■ ЗАДАНИЕ ■
Повторите весь листинг ниже строка в строку, без изменений. Изображения в ответ не включайте.

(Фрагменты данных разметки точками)
○ ○ ○ ○ ○

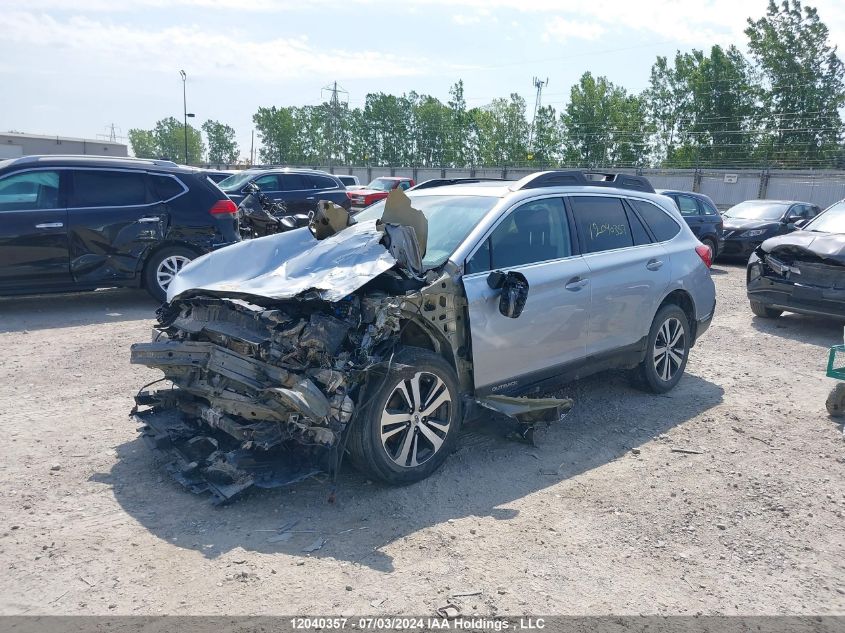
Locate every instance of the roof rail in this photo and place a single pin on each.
(34, 158)
(443, 182)
(572, 177)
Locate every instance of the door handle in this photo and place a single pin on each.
(576, 283)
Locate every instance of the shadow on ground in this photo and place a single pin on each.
(802, 328)
(56, 311)
(485, 475)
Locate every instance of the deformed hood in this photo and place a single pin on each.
(826, 246)
(288, 264)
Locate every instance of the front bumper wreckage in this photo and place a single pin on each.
(269, 346)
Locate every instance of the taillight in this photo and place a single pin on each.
(224, 207)
(705, 254)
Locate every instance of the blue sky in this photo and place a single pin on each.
(74, 67)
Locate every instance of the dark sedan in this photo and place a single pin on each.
(801, 272)
(750, 223)
(299, 189)
(701, 214)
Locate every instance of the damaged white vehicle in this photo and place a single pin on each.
(378, 335)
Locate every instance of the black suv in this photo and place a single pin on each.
(298, 189)
(84, 222)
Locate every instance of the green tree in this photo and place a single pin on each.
(276, 129)
(547, 142)
(170, 139)
(458, 128)
(803, 89)
(703, 108)
(222, 147)
(143, 143)
(604, 125)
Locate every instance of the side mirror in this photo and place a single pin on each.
(514, 292)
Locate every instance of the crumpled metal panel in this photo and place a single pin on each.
(528, 410)
(288, 264)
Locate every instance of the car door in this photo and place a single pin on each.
(33, 230)
(113, 220)
(297, 193)
(691, 212)
(628, 272)
(535, 239)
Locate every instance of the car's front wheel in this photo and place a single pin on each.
(410, 420)
(163, 267)
(667, 350)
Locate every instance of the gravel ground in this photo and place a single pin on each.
(601, 517)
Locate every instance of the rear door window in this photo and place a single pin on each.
(602, 223)
(535, 232)
(107, 188)
(294, 182)
(270, 182)
(662, 226)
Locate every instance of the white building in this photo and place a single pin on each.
(13, 145)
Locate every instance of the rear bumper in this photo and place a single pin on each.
(737, 247)
(791, 297)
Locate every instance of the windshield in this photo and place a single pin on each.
(757, 210)
(450, 219)
(382, 184)
(236, 181)
(830, 221)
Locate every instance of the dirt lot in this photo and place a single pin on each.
(601, 517)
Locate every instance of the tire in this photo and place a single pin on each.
(761, 310)
(709, 243)
(163, 266)
(415, 444)
(663, 365)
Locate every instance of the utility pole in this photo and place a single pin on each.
(185, 113)
(539, 84)
(334, 119)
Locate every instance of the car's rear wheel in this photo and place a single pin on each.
(410, 420)
(762, 310)
(711, 244)
(667, 350)
(163, 267)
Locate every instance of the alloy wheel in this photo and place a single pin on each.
(669, 349)
(168, 268)
(416, 419)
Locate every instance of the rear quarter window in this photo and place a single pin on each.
(602, 223)
(662, 226)
(323, 182)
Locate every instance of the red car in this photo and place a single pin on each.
(378, 190)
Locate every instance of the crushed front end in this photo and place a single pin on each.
(797, 280)
(261, 394)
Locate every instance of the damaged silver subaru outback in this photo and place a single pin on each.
(377, 336)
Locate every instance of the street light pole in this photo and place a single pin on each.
(185, 112)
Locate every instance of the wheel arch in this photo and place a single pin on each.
(155, 250)
(684, 301)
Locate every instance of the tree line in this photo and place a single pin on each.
(778, 106)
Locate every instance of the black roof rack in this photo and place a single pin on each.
(562, 178)
(442, 182)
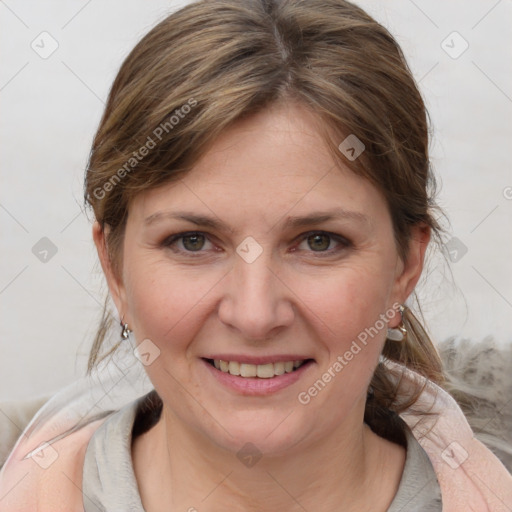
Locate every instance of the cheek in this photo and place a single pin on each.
(164, 302)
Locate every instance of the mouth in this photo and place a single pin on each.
(257, 371)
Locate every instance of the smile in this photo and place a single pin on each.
(263, 371)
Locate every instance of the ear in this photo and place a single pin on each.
(409, 271)
(114, 281)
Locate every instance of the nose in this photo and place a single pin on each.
(256, 301)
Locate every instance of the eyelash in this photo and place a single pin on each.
(170, 242)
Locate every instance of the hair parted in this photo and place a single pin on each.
(214, 62)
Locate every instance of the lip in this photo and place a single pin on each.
(255, 386)
(240, 358)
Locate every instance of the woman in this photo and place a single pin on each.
(263, 201)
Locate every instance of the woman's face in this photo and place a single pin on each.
(266, 252)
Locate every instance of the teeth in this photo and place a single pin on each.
(263, 371)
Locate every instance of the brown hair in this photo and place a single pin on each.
(214, 62)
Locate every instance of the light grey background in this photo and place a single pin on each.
(51, 107)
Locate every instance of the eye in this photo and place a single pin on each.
(323, 242)
(190, 242)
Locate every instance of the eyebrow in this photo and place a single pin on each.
(290, 222)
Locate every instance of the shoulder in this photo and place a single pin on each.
(50, 479)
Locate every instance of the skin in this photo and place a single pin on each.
(298, 296)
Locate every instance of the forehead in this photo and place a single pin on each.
(273, 163)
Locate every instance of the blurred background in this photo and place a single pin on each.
(59, 60)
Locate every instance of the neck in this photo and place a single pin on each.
(352, 470)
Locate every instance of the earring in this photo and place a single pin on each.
(125, 330)
(398, 333)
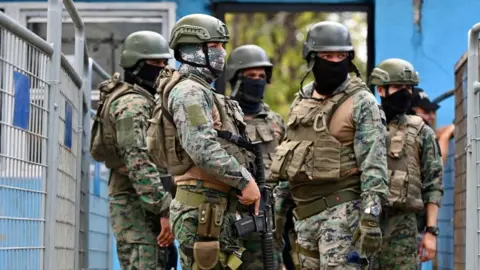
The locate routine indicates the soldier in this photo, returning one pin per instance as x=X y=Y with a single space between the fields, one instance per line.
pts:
x=415 y=171
x=194 y=134
x=423 y=107
x=138 y=201
x=248 y=71
x=333 y=157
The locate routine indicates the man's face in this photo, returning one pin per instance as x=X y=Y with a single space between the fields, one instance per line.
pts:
x=333 y=56
x=427 y=116
x=157 y=62
x=255 y=73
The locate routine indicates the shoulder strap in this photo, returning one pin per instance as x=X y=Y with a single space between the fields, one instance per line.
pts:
x=164 y=100
x=415 y=124
x=339 y=99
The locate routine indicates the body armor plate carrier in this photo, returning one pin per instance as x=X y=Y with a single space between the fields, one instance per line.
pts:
x=163 y=143
x=404 y=164
x=316 y=163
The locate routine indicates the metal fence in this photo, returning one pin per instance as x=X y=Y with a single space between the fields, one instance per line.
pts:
x=100 y=236
x=472 y=230
x=45 y=167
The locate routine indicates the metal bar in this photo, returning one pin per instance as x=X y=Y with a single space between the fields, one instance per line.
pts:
x=72 y=10
x=86 y=159
x=99 y=70
x=25 y=34
x=54 y=37
x=79 y=35
x=471 y=227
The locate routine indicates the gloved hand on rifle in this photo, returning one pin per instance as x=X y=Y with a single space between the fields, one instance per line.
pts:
x=369 y=235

○ ○ ○ ○ ○

■ ОТВЕТ ■
Locate every instance of the roof rail in this photo and place a single pin on each.
(34, 158)
(443, 182)
(572, 177)
Locate every instance of the door handle in this photo and place a single pin on each.
(576, 283)
Locate every instance of the shadow on ground in this photo and place a single pin on each.
(802, 328)
(56, 311)
(485, 475)
Locate every instance of the deformed hood in this photo and place a single pin on each.
(826, 246)
(288, 264)
Locate every instance of the front bumper wreckage in this photo and place a single pin on each.
(269, 346)
Locate every instance of the taillight in this photo and place a single pin on each.
(224, 207)
(705, 254)
Locate every instance of the blue sky in this photo and place a single pin on each.
(74, 67)
Locate every instance of the dark sedan in this photo and place a single pin on each.
(801, 272)
(750, 223)
(299, 189)
(701, 214)
Locate every instance of the damaged white vehicle in this photo and place a single pin on each.
(378, 335)
Locate every instance of the black suv in this photo and place a single pin on each.
(298, 189)
(84, 222)
Locate every instance of the green tree in this photo and place a single pin on each.
(276, 129)
(547, 142)
(170, 139)
(458, 128)
(803, 89)
(703, 108)
(222, 147)
(143, 143)
(604, 125)
Locate every instance of the side mirror in this photo and place a single pin on each.
(514, 292)
Locate every instance of the crumpled metal panel in this photo and place a single pin on each.
(528, 410)
(288, 264)
Locate every instance of the car door in this photo and place a single pin on each.
(33, 230)
(113, 220)
(297, 193)
(691, 212)
(628, 272)
(535, 239)
Locate every instance of the car's front wheel in this photo and place a single pin on each.
(410, 420)
(163, 267)
(667, 350)
Locate every instance of the gravel ground in this photo and place a single pin on each.
(601, 517)
Locate every instance of the rear door window in this photo and place a single pin on each.
(602, 223)
(535, 232)
(107, 188)
(294, 182)
(270, 182)
(662, 226)
Locate every instance of the white building in this photo and place a single pin on each.
(13, 145)
Locate every instance of the rear bumper in this photo and place a single pin on each.
(737, 247)
(791, 297)
Locate every instance of the windshield in this photo and place a single pin on each.
(757, 210)
(450, 219)
(382, 184)
(236, 181)
(830, 221)
Locate every instance of the dirt lot in this photo and place a single pin on each.
(601, 517)
Locate every instance of the tire in this photo and place a single pin on each.
(761, 310)
(709, 243)
(163, 266)
(415, 444)
(663, 365)
Locate every instance of the utility pole in this photo and place a single pin on each.
(185, 113)
(539, 84)
(334, 119)
Locate every instance of the car's rear wheel in this photo and place a single pin on each.
(410, 420)
(762, 310)
(711, 244)
(667, 350)
(163, 267)
Locate every instance of the alloy wheel in this photo and place a single pin on each.
(669, 349)
(168, 268)
(416, 419)
Locate every instance of the rear quarter window in this photo and place a single pin on each.
(602, 223)
(662, 226)
(323, 182)
Locate every instance of the red car in this photo and place a single pin on each.
(378, 190)
Locate every instance of the crushed front end in this photo and place a single pin on each.
(797, 280)
(261, 394)
Locate every instance of the damaged silver subaru outback in this photo and place a single pin on each.
(377, 336)
Locate every instance of the street light pole in this photo and place a single pin on each.
(185, 112)
Locate every instance of the wheel arch in this photo and place a single pin on each.
(155, 250)
(684, 301)
Locate every instance of the tree line in this photo and place a single pin on each.
(778, 106)
Locate every instance of the black roof rack in this photo and place a single pin on each.
(562, 178)
(442, 182)
Locate every instance of the cheek in this photo and place a single pin on each.
(164, 302)
Locate every instance of the mouth in this photo and place a single pin on each.
(257, 371)
Locate every instance of the smile in this photo and place a single pin on each.
(263, 371)
Locate every instance of the ear in this photo and place a single pin on each.
(409, 271)
(114, 281)
Locate every instance of the nose in this photo and place a single pin on each.
(256, 301)
Locate every instance of the eyelash in this photo and place a single pin on each.
(170, 242)
Locate every instance of the hair parted in this photo and place a single pin on each.
(214, 62)
Locate every instance of the lip in this photo and place a single pin on each.
(255, 386)
(240, 358)
Locate every instance of the woman in this photo and place a single pin on each.
(263, 201)
Locate every instance of the woman's face in this photo and place a single pin on each.
(266, 252)
Locate every instance of the teeth in this photo and place a single pin on each.
(263, 371)
Locate every instance of the brown hair in this photo and place a single pin on each.
(214, 62)
Locate every instance of the light grey background in this photo and place a single pin on each.
(51, 107)
Locate every instance of the eye in this photo and place a single pin on each.
(323, 242)
(190, 242)
Locate every instance of the eyebrow in this photo and place a single pin on each.
(290, 222)
Locate every instance of the shoulder in this photo and place a single pin on each.
(50, 479)
Locate every instance of the skin in this photo and place a single pin on each.
(298, 296)
Locate every instance of the forehead in this photo and place a single pin on each.
(273, 163)
Locate every instance of the blurred background in this photo and place a single pin on each.
(59, 60)
Locate every instance of the neck in this photo and place a single pin on each.
(352, 470)
Locate every instance of the earring in this photo and place a single pin on each.
(125, 330)
(398, 333)
The locate routine indicates the soldier in this photo, returning one pin per instance as x=X y=Y with a single space between the fields, one instance per line.
pts:
x=415 y=171
x=194 y=134
x=423 y=107
x=138 y=201
x=248 y=71
x=333 y=157
The locate routine indicates the man's face in this photo, returning one pin per instance as x=X y=Y with a single space between the fields, one instance per line.
pts:
x=333 y=56
x=427 y=116
x=157 y=62
x=255 y=73
The locate routine indicates the shoulder strap in this photo, returning one pin per instance as x=X y=Y with a single space between the fields, one instance per line.
pts:
x=164 y=100
x=415 y=124
x=339 y=99
The locate routine indicates the body armor plate carrier in this photo, returning one pin per instance as x=X y=Y with a single space between the fields, one instance per line.
pts:
x=163 y=143
x=404 y=164
x=316 y=163
The locate routine indicates the metal fence in this photo, returning one pin per instance as x=X y=Y with a single space between the fields, one instance per line.
pts:
x=100 y=236
x=472 y=230
x=45 y=167
The locate routine indicates the metal bar in this photo, returning one pin per instance as x=X y=Y with a single space between the fields, one instance per line.
pts:
x=72 y=10
x=86 y=159
x=99 y=70
x=25 y=34
x=54 y=37
x=79 y=35
x=471 y=227
The locate routine indicates the gloved hand on rifle in this photo, returning one pin per instance as x=X y=Y with a single space between the fields, one instance per line.
pts:
x=369 y=235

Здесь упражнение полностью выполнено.